ABOUT THIS TASK: Your task is to copy each line of the material that includes "flower".

THE DATA:
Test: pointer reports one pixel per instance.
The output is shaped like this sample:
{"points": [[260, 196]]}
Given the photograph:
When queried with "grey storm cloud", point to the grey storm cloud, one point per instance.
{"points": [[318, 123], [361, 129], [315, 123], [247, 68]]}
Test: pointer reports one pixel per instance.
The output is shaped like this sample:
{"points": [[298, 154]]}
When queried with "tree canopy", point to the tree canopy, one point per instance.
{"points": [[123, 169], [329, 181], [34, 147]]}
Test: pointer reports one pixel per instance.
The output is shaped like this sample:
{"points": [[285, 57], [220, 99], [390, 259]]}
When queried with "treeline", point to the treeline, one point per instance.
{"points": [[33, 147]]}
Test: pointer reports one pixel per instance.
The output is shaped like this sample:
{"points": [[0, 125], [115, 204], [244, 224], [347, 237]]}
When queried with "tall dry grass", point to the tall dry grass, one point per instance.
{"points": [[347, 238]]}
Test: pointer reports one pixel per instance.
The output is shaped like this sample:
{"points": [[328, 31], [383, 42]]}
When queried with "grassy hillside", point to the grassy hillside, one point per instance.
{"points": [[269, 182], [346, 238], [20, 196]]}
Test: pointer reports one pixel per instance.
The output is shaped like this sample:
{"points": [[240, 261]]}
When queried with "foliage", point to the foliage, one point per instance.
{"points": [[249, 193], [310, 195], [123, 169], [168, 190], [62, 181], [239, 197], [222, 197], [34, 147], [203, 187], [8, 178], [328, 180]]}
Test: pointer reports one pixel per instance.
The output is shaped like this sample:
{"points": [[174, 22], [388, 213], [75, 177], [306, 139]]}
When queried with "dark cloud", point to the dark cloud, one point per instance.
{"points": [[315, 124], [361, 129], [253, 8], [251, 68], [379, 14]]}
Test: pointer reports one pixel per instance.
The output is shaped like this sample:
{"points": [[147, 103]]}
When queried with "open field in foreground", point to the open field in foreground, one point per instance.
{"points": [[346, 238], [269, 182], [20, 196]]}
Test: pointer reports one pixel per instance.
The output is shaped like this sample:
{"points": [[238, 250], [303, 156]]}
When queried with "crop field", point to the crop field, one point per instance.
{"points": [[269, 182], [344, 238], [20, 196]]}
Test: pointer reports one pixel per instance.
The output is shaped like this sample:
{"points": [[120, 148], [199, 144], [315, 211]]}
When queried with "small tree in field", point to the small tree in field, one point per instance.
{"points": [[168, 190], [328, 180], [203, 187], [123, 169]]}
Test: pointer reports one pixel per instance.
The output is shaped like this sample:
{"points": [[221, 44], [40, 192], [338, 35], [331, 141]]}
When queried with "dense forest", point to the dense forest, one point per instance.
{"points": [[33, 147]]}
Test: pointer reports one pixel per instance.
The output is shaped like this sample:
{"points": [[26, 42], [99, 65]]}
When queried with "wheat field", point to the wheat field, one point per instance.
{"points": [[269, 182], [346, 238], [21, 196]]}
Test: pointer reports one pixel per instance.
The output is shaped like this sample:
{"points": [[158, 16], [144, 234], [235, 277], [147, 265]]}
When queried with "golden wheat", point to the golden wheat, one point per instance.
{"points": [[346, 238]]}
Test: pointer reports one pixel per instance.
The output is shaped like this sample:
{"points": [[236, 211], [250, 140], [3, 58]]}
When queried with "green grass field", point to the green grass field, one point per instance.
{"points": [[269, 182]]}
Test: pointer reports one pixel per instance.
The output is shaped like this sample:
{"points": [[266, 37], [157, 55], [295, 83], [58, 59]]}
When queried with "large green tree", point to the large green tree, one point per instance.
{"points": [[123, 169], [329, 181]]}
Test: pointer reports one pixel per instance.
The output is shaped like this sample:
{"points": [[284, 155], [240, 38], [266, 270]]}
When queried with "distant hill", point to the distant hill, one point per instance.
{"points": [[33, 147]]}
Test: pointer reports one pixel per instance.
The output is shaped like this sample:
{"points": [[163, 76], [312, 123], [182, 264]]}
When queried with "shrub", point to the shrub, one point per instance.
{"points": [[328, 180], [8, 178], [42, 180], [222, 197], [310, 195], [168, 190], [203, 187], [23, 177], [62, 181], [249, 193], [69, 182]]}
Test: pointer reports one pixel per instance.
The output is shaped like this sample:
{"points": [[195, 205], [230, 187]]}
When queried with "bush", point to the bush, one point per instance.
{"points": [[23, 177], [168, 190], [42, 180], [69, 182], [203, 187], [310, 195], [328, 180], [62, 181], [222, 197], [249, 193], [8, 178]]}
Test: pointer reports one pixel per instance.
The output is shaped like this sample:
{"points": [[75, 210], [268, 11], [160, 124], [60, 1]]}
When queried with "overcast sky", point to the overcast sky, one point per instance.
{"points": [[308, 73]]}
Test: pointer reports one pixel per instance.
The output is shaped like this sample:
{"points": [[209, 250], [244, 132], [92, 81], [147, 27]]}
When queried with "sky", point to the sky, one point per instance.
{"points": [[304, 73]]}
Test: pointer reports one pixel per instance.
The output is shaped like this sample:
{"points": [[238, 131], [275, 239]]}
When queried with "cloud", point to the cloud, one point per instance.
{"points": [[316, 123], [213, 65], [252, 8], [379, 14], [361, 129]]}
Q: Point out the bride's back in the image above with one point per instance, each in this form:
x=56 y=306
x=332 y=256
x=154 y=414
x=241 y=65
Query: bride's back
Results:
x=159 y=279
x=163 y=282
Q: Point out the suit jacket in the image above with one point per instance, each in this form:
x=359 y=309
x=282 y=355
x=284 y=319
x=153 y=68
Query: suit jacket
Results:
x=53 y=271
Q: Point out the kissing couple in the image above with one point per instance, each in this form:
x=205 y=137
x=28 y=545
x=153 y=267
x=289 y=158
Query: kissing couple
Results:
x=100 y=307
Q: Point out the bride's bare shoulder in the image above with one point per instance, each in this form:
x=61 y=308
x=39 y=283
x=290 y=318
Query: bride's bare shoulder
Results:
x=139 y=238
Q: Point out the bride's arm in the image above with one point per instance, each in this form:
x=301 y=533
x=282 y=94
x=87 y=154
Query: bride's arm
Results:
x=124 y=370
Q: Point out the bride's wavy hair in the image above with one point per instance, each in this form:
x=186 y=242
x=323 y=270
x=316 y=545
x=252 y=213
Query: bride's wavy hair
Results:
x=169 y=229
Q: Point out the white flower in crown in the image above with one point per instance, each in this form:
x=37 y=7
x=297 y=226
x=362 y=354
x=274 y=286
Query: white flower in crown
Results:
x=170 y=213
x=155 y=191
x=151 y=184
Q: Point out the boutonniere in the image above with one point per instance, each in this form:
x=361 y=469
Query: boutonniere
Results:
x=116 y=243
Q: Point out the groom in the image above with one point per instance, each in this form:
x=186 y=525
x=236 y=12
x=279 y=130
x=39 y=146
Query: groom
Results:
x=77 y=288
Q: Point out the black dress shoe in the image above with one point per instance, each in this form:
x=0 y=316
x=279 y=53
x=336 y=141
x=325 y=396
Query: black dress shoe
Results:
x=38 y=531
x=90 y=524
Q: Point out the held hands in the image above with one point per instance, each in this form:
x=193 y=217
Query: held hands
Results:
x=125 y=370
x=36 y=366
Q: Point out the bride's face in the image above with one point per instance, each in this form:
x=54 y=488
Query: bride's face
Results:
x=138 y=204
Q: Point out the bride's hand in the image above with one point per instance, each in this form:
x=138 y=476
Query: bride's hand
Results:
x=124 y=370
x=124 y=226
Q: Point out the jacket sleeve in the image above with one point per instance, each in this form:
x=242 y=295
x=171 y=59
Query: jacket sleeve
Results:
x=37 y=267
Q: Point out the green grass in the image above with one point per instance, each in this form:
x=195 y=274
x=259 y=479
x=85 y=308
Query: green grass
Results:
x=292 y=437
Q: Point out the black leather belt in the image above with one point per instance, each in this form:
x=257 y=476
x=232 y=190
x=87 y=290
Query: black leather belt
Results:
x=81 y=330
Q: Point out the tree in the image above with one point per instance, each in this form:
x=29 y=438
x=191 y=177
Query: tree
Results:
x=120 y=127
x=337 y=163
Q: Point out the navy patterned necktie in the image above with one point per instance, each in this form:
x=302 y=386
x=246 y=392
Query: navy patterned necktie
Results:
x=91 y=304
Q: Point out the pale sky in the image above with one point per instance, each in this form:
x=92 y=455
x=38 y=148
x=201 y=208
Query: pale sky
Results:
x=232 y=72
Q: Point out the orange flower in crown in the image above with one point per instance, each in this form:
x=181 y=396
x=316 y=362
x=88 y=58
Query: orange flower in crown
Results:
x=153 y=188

OUTPUT OF THE TASK:
Q: Point out the white flower in crown in the image above with one point per instance, each in this form:
Query: white flower in crown
Q: Point out the orange flower in crown in the image above with one point per instance, each in this form:
Query: orange flower in crown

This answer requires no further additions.